풀 문제. 아래 항목을 모두 글자 하나 바꾸지 말고 그대로 출력하세요.

주어진 자료.
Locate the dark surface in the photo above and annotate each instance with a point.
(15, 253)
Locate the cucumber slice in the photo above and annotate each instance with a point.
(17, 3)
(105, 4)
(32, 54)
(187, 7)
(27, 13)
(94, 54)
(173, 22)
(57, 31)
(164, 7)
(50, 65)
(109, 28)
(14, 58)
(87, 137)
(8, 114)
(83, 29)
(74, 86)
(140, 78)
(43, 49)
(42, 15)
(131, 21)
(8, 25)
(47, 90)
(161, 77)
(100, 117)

풀이.
Locate the dark surface in the photo above and annotate each instance with a point.
(15, 253)
Locate the cucumber slice in the photo above and annotate each instance with a point.
(17, 3)
(105, 4)
(32, 54)
(187, 7)
(27, 13)
(94, 54)
(173, 22)
(57, 31)
(164, 7)
(50, 65)
(109, 28)
(14, 58)
(87, 137)
(8, 114)
(83, 29)
(74, 86)
(140, 78)
(43, 49)
(42, 15)
(131, 21)
(8, 25)
(47, 90)
(161, 77)
(100, 117)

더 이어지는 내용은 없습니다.